[Source data]:
*** Block opens ***

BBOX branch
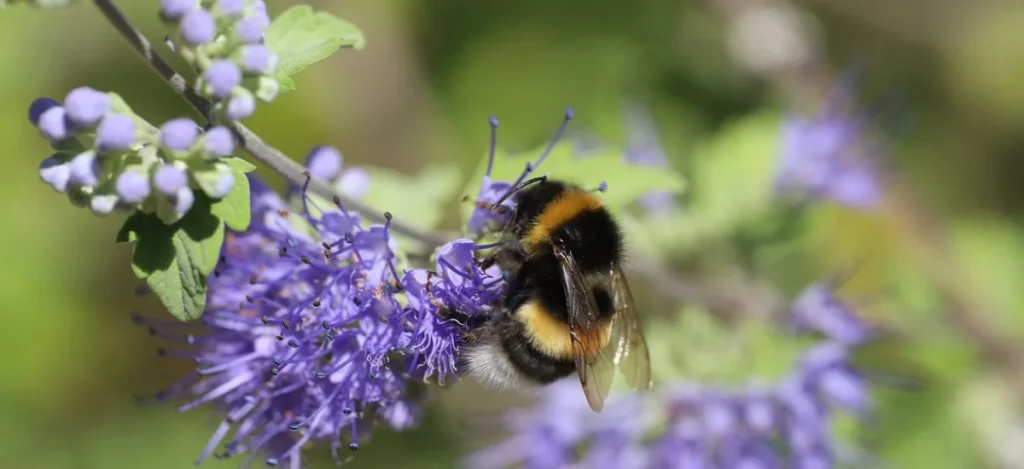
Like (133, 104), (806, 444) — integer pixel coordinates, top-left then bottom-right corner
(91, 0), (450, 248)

*** Block closes ***
*** Block opens ***

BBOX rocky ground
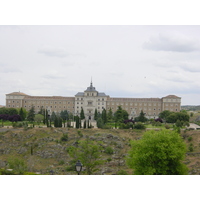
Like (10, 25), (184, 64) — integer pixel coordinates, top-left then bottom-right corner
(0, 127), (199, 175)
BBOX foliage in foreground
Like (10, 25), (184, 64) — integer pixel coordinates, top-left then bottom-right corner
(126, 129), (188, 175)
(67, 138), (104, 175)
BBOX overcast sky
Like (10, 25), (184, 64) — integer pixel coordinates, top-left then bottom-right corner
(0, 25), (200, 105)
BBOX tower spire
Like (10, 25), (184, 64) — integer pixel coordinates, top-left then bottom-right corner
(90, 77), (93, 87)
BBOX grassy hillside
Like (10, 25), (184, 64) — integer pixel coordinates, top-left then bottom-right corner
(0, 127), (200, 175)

*** Block closes ***

Look through the entries and copy every line in which the string "BBOX" appears.

BBOX branch
BBOX rocky ground
BBOX foliage in foreground
BBOX overcast sky
BBOX tower spire
BBOX grassy hillside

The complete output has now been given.